The required result is a copy of each line below in which "roof" appears.

EXTRACTED DATA →
■ ■ ■ ■

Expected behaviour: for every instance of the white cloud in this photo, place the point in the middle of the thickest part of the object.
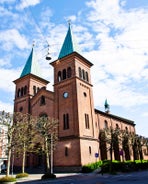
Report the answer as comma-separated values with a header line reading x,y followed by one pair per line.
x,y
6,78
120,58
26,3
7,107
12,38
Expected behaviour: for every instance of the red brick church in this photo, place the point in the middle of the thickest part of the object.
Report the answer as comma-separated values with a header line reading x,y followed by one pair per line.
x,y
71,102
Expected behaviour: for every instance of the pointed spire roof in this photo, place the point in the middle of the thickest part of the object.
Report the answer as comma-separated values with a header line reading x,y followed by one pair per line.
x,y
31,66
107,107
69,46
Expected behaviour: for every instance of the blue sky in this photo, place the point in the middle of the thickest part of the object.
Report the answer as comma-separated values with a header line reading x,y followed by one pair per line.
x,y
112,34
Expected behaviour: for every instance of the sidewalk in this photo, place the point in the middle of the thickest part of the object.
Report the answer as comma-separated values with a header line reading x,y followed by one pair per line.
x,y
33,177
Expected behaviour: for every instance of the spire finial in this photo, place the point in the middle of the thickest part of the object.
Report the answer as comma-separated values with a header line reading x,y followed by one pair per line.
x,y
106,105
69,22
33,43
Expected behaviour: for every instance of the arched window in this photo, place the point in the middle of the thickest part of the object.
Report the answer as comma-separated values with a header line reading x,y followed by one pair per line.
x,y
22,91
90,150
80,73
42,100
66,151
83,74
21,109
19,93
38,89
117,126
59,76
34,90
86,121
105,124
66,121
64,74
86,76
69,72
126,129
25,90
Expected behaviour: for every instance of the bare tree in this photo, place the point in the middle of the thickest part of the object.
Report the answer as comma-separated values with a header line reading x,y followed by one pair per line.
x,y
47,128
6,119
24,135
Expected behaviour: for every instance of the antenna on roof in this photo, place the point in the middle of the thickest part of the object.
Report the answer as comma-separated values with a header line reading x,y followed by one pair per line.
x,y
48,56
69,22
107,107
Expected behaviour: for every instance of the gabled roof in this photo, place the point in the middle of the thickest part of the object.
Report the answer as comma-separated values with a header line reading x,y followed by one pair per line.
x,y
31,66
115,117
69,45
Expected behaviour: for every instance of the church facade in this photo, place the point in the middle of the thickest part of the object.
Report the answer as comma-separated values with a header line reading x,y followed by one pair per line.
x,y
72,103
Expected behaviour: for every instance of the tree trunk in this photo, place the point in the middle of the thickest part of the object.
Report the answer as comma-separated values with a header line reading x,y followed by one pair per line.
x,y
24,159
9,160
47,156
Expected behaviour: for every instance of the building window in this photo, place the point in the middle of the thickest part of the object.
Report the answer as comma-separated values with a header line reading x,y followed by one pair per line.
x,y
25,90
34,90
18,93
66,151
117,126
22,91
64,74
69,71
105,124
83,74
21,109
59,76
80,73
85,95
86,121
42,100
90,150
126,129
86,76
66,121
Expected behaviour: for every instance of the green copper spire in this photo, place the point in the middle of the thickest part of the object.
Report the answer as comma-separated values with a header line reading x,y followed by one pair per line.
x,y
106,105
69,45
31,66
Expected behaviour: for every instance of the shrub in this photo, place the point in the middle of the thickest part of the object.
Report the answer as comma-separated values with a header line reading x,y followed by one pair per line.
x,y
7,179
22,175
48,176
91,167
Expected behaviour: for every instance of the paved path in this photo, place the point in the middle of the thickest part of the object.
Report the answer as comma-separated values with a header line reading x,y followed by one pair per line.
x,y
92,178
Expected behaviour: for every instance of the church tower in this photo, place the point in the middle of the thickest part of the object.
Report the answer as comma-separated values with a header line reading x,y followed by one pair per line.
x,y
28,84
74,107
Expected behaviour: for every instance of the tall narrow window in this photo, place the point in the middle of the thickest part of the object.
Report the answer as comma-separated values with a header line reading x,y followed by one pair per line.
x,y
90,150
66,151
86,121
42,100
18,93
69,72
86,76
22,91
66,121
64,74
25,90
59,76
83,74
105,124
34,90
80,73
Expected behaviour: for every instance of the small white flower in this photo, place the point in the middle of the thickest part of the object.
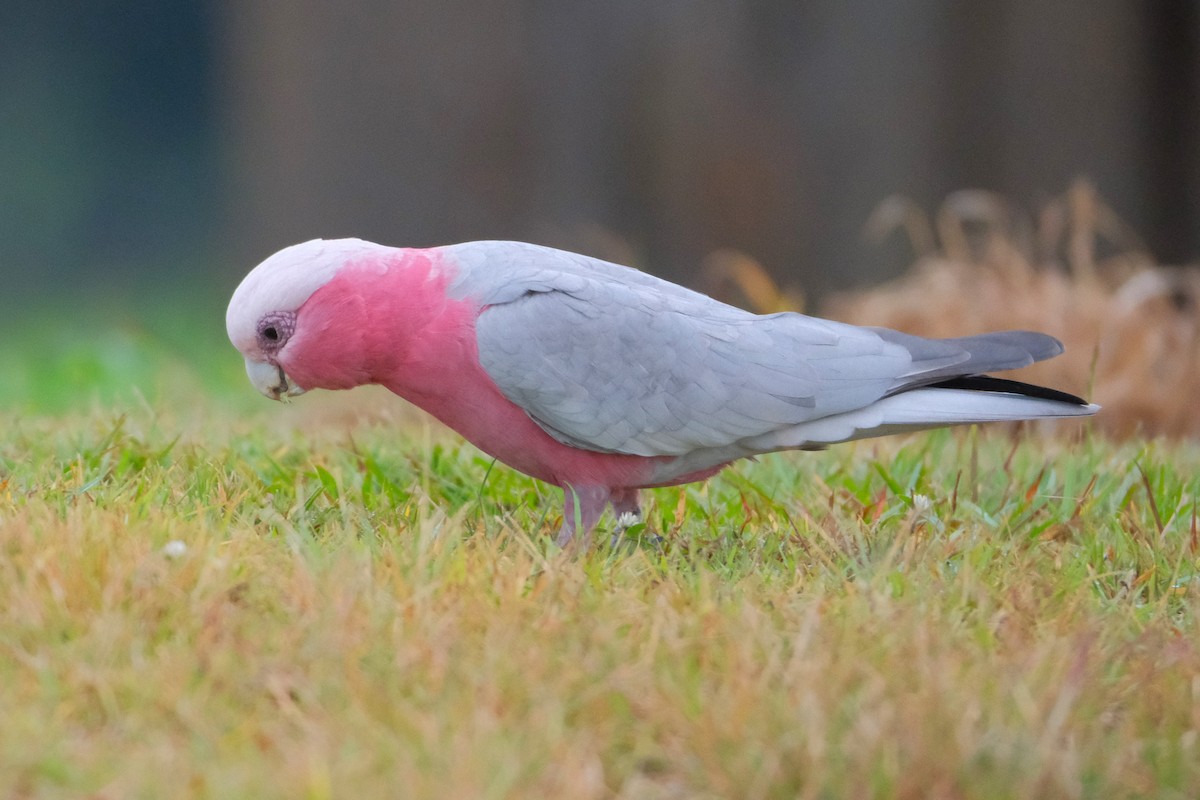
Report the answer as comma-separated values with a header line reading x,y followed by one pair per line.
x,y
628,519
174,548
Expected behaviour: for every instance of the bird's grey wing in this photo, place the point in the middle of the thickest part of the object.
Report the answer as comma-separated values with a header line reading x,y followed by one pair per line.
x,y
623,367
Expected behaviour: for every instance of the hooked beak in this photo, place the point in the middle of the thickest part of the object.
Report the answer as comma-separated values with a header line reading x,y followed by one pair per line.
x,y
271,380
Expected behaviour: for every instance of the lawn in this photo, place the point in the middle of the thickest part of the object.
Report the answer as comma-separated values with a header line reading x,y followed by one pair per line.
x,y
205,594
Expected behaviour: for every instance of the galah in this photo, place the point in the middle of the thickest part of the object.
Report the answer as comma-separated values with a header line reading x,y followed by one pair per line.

■ ■ ■ ■

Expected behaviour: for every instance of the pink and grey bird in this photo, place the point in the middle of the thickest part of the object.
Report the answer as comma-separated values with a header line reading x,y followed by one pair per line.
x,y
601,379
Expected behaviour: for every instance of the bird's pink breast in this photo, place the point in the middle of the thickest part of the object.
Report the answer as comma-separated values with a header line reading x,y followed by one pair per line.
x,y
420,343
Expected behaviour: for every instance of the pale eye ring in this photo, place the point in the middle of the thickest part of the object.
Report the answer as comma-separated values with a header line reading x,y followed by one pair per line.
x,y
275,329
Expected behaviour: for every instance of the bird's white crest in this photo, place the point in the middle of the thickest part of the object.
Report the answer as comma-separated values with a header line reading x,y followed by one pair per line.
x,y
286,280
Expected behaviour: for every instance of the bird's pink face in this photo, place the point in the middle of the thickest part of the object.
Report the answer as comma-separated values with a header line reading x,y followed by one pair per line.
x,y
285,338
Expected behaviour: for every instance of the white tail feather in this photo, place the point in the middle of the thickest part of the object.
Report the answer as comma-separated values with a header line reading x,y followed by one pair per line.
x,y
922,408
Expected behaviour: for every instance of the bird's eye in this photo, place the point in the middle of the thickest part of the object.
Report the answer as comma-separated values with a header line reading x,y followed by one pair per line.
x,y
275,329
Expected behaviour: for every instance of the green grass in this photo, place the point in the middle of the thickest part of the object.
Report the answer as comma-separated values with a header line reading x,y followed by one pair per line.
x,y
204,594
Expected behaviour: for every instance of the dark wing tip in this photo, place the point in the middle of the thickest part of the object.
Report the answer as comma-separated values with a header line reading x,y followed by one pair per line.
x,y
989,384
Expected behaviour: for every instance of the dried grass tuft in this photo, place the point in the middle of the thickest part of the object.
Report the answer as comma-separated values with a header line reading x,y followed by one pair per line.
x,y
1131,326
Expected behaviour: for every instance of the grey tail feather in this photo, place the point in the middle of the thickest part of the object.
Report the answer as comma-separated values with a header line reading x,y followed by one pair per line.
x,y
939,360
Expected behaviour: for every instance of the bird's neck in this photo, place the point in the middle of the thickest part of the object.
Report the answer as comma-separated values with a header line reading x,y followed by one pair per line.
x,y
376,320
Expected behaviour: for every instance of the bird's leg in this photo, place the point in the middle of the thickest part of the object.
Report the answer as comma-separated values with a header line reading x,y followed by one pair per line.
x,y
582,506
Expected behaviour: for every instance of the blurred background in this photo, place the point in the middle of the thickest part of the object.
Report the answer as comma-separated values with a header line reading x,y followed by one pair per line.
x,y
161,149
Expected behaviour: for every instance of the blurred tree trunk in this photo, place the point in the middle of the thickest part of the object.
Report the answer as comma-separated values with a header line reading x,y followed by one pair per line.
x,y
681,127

■ ■ ■ ■

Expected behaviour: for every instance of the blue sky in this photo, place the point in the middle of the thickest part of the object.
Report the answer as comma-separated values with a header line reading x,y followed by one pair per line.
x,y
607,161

■ ■ ■ ■

ANSWER FOR THIS EXERCISE →
Expected behaviour: for every instance of the pointed spire roof in this photo, place the point in the middle of the thickest part of the object.
Expected behaviour: for every instance of the antenna on roof in this photo, place the point in the middle of the thickest part of the object.
Expected behaviour: for every instance of the gabled roof in this photo, place the point in the middle of the thickest part of the object.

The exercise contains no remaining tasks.